■ Work item
Once the data has been read, print it back in full, exactly.

### Source material

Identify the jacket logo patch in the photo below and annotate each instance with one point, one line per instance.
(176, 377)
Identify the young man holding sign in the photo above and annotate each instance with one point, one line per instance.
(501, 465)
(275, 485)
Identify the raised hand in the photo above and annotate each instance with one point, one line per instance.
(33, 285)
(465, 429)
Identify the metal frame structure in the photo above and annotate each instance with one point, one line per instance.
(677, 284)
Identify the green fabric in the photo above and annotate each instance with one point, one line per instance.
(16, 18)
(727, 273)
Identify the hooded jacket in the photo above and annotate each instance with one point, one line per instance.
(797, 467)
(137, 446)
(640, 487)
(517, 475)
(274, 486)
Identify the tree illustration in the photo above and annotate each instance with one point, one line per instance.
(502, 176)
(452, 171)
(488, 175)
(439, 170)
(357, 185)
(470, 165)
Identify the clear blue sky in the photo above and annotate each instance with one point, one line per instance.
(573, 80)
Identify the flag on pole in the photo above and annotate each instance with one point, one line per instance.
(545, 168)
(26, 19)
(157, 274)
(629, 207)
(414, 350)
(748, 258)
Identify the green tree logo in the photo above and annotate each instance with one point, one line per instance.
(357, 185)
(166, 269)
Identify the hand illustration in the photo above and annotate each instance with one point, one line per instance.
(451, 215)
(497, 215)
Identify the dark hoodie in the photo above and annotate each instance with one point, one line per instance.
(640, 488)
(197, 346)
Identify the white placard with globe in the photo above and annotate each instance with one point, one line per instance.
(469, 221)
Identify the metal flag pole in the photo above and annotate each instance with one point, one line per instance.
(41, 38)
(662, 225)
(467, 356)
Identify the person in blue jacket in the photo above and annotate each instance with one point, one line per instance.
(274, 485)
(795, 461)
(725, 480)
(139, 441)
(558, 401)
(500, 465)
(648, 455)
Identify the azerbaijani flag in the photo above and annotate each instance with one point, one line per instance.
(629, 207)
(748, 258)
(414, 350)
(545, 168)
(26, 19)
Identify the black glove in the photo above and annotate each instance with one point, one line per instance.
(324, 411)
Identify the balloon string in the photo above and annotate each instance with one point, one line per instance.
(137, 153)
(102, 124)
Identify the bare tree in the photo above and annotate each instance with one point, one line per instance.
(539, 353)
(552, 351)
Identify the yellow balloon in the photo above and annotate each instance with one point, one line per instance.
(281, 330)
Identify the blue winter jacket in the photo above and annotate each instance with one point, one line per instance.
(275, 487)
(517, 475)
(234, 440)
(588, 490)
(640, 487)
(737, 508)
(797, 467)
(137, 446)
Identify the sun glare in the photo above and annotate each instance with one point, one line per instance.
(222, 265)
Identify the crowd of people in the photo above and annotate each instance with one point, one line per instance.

######

■ Your response
Identify the jacket logo patch in the photo below and annotate each instance with one point, one line per instance.
(176, 377)
Identify the young man holding sign in the photo above and annotate each instance with one point, one line per instance.
(501, 465)
(275, 485)
Identify the raised hand in the photo above and annotate each instance with one point, one line per instance.
(33, 285)
(465, 429)
Identify the metal frame structure in the photo above and annotate each instance with one point, one line per instance.
(677, 284)
Identify the green fabric in the photo above and annotate each instance with one point, one line per instance.
(16, 18)
(727, 273)
Identify the hooded jacket in the photo above and annotate each instance with one point, one line per instance.
(797, 467)
(137, 446)
(640, 487)
(517, 475)
(274, 486)
Identify the tree illustration in the photo above and annotate each instance with one point, one line per instance.
(502, 176)
(452, 171)
(488, 175)
(439, 170)
(357, 185)
(470, 165)
Identify the clear blue sky in the photo above and annotate each instance with one point, one line per instance.
(573, 80)
Identify the flag on pole in the photo above and annotate each instance with one point, one line per instance.
(545, 168)
(26, 19)
(157, 274)
(629, 207)
(414, 350)
(748, 258)
Identify the green tree logo in the photo above and annotate each instance with one point, one line per instance.
(357, 185)
(166, 269)
Identify the hand illustration in the photo above and annotate each instance with one point, one line per instance.
(451, 215)
(497, 215)
Identify the dark hoodie in the photo above and annotate each instance with one point, one line per instance.
(640, 488)
(197, 346)
Identify the white placard with globe in the photo above and annotate each instance with one point, one line per instance.
(469, 221)
Identify the metal flag pole in the photo above and annotate each instance with one point, one line per instance.
(41, 38)
(662, 225)
(467, 356)
Identify the person in blue jacket in the photo above and annotate each instance with one point, one line per instance.
(274, 485)
(795, 461)
(725, 480)
(139, 441)
(558, 401)
(500, 465)
(648, 455)
Identify the azerbaijani flag in the photo above and annotate each instance with one point, one line per instance.
(629, 207)
(748, 258)
(414, 350)
(545, 168)
(26, 19)
Identify the black glove in the photo above and annotate each instance with one point, one line per instance.
(324, 411)
Identify the balloon string in the photo above and annotate each instance with one point, one line per instance.
(137, 153)
(102, 124)
Identify the bare tree in the photo above and annotate each instance with one point, one line per instance.
(539, 353)
(552, 351)
Identify the yellow balloon in the photo above and annotate each instance with one point, one line per instance.
(281, 330)
Identify the blue winter jacket in the photo above and annotate each instance with one point, one line per instance.
(275, 487)
(517, 475)
(234, 440)
(588, 490)
(640, 487)
(737, 508)
(797, 467)
(137, 446)
Identify the sun glare in the photo above and annotate each instance with one point, one line per instance.
(222, 265)
Identify the crowd of people in the photo above and annotate each instance with one point, one line per instance.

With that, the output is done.